- [PROBLEM TO SOLVE] Rewrite the entries below, changing each "Drop" to "Place" and leaving everything else untouched.
+++ ITEMS
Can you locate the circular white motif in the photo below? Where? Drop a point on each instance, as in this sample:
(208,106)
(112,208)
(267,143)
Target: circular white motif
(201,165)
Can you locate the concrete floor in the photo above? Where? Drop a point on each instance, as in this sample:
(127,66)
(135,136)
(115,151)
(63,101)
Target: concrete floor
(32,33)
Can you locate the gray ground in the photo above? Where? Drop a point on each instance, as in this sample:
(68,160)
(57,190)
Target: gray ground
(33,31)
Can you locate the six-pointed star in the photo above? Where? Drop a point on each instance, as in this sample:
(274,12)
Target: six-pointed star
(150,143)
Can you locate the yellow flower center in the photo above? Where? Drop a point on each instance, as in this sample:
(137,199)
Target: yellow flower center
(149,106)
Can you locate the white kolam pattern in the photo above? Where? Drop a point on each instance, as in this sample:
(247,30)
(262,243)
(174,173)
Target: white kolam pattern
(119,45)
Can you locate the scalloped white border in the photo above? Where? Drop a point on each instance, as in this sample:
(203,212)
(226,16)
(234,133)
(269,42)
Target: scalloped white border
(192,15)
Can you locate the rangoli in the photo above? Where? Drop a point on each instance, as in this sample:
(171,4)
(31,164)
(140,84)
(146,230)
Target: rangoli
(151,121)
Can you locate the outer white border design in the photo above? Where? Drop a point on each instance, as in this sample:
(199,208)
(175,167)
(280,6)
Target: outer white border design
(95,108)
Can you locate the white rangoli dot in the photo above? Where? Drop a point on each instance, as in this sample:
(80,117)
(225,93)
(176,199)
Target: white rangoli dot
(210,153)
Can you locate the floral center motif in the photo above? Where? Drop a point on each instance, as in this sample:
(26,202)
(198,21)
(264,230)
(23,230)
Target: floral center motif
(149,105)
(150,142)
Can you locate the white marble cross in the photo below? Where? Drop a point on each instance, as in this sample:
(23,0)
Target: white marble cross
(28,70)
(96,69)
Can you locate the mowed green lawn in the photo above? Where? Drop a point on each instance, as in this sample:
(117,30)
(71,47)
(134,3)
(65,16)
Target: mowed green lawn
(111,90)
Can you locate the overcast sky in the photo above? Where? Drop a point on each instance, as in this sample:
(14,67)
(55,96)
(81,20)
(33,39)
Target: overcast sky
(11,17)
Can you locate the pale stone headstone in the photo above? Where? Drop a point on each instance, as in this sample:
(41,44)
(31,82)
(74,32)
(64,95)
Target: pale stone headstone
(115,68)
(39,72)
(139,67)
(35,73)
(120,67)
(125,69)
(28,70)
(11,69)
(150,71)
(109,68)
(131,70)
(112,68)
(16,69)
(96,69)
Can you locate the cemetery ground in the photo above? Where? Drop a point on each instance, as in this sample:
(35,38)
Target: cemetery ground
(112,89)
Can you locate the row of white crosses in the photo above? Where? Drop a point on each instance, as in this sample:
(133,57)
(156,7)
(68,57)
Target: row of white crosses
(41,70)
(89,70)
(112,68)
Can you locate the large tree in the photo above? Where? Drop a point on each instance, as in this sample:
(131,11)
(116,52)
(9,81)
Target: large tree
++++++
- [COMPLETE RESPONSE]
Can you locate the circular white motif in the photo below? Where? Place a point on each instance, as in this sample:
(208,106)
(112,208)
(267,143)
Target: circular white motif
(201,165)
Can you locate the concrete floor in the photo above? Where? Place a point on each instance, as in this sample:
(127,66)
(135,136)
(115,151)
(63,101)
Target: concrete floor
(32,33)
Can you locate the gray ground in the photo above? Where? Place a point on each instance, as in this sample:
(68,160)
(57,190)
Target: gray ground
(33,31)
Can you locate the six-pointed star in the photo above? Where? Place a point on each instance, as in this sample:
(274,12)
Target: six-pointed star
(150,143)
Can you locate the yellow flower center in the photo above? Where? Place a point on each instance, as in this sample:
(137,199)
Target: yellow flower center
(149,106)
Can you locate the white kolam pattern in the photo above? Where? Place a point on each instance, as in this sample:
(247,30)
(262,243)
(174,173)
Target: white kolam pattern
(119,45)
Can you locate the scalloped white border in the photo above? Where? Place a point on each instance, as in this sample:
(203,212)
(226,16)
(234,133)
(269,42)
Target: scalloped white border
(192,15)
Can you locate the rangoli in the photo above? Where? Place a point on each instance, as in this sample:
(171,4)
(31,164)
(140,84)
(146,230)
Target: rangoli
(151,121)
Can you locate the outer white border design in the photo above? Where? Place a point on each instance, as in this sample:
(199,208)
(175,167)
(280,6)
Target: outer white border design
(95,108)
Can you locate the white rangoli dot in the photo above? Where? Place a point on each instance, as in this sample:
(80,117)
(225,93)
(176,199)
Target: white rangoli dot
(210,153)
Can you locate the floral center motif in the photo above? Where? Place a point on each instance, as in this sample:
(26,202)
(198,21)
(264,230)
(23,230)
Target: floral center motif
(149,105)
(150,142)
Can you locate the white marble cross in the photo below? Where? Place a point on each instance, as in this sample:
(23,0)
Target: white marble cross
(28,70)
(96,69)
Can you locate the mowed green lawn in the photo above? Where? Place a point on each instance, as in this sample:
(117,30)
(71,47)
(134,3)
(65,16)
Target: mowed green lawn
(111,90)
Can you locate the overcast sky in the photo above? Where? Place a point on each instance, as in this sample:
(14,67)
(55,96)
(81,20)
(33,39)
Target: overcast sky
(11,17)
Can you locate the pale stone headstone in the photo above? Where? Place a point on each instance, as in this sample:
(41,44)
(31,82)
(74,32)
(64,95)
Target: pale stone headstone
(115,68)
(39,72)
(139,67)
(35,73)
(120,67)
(125,69)
(28,70)
(11,69)
(150,71)
(109,68)
(131,70)
(112,68)
(16,69)
(96,69)
Can you locate the cemetery ground in the photo above? Where? Place a point on each instance, as in this sample:
(35,38)
Target: cemetery ground
(112,89)
Can you locate the row of white crosses in the photo above? Where? Place a point on each instance, as in this sample:
(133,57)
(156,7)
(68,57)
Target: row of white crosses
(41,70)
(89,70)
(112,68)
Can you locate the large tree in the photo above? Where? Place a point on each instance, as in this sample:
(131,11)
(116,52)
(9,81)
Target: large tree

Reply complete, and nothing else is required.